# [DATA FOR PROCESSING]
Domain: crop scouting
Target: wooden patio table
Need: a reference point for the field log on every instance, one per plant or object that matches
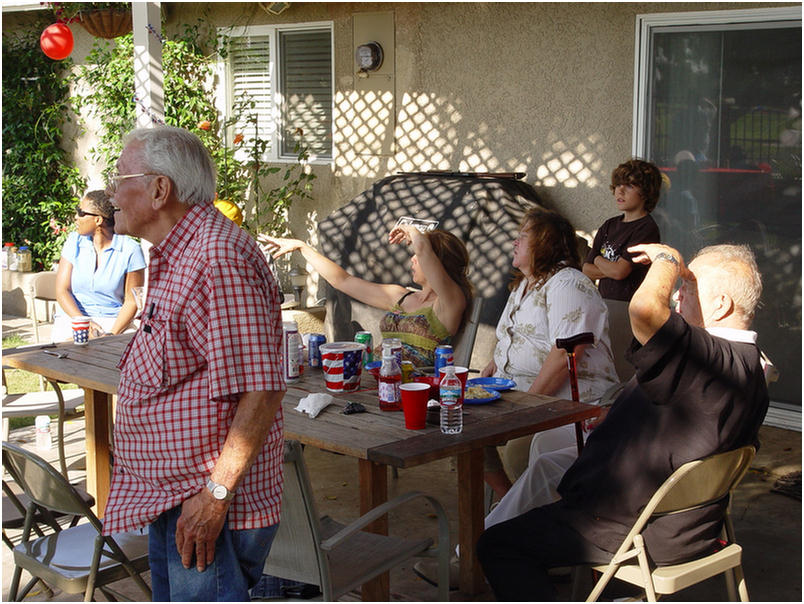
(377, 439)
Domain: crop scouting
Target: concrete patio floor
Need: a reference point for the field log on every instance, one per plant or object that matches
(767, 523)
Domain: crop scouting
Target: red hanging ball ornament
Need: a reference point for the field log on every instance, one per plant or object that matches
(57, 41)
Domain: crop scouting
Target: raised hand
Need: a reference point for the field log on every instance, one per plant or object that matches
(403, 233)
(279, 246)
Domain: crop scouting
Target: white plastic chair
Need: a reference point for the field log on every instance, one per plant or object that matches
(50, 402)
(43, 288)
(339, 558)
(464, 341)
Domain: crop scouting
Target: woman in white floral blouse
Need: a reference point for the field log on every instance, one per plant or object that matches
(550, 298)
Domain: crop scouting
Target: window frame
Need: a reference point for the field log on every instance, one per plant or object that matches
(781, 415)
(273, 31)
(646, 24)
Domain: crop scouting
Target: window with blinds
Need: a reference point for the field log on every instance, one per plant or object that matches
(287, 73)
(250, 78)
(306, 91)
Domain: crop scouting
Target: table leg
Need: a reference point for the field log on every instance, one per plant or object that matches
(470, 520)
(97, 406)
(579, 436)
(374, 492)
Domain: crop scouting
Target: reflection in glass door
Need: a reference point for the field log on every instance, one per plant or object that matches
(721, 116)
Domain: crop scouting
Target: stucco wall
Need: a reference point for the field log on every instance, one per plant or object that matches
(542, 88)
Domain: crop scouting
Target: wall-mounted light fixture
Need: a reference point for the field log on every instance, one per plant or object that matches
(274, 8)
(368, 57)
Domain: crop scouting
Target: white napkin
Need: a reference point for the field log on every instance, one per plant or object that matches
(312, 404)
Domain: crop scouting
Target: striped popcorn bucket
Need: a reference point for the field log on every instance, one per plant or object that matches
(342, 363)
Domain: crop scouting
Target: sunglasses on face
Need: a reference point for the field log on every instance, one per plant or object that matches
(81, 213)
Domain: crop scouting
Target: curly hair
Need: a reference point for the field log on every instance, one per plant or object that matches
(553, 244)
(454, 257)
(641, 174)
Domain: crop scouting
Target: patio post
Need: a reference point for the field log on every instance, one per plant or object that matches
(148, 77)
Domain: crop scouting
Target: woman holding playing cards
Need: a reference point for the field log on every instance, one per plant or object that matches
(422, 319)
(97, 271)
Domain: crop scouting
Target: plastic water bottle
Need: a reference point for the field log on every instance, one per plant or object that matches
(291, 351)
(389, 381)
(43, 440)
(451, 406)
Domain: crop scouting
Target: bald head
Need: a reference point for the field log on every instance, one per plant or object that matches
(728, 272)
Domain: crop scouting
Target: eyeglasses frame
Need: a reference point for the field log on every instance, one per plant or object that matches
(115, 180)
(81, 213)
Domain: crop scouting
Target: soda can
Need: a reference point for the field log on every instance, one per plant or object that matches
(396, 347)
(313, 351)
(364, 337)
(443, 357)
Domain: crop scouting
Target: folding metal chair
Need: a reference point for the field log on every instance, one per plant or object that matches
(694, 485)
(77, 559)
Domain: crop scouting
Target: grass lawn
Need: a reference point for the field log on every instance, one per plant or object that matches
(18, 381)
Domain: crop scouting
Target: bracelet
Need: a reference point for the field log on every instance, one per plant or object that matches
(667, 257)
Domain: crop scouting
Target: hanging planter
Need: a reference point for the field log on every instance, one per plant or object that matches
(106, 23)
(101, 19)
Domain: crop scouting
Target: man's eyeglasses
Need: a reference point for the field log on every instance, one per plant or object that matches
(81, 213)
(114, 181)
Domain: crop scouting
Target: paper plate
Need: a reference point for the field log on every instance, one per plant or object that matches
(482, 401)
(492, 383)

# [WORK TO BE COMPLETED]
Lines in the listing above that contain the word "eyeglasses" must be copied; leave out the rest.

# [RESPONSE BOX]
Target: eyeglasses frame
Target: man's eyeglasses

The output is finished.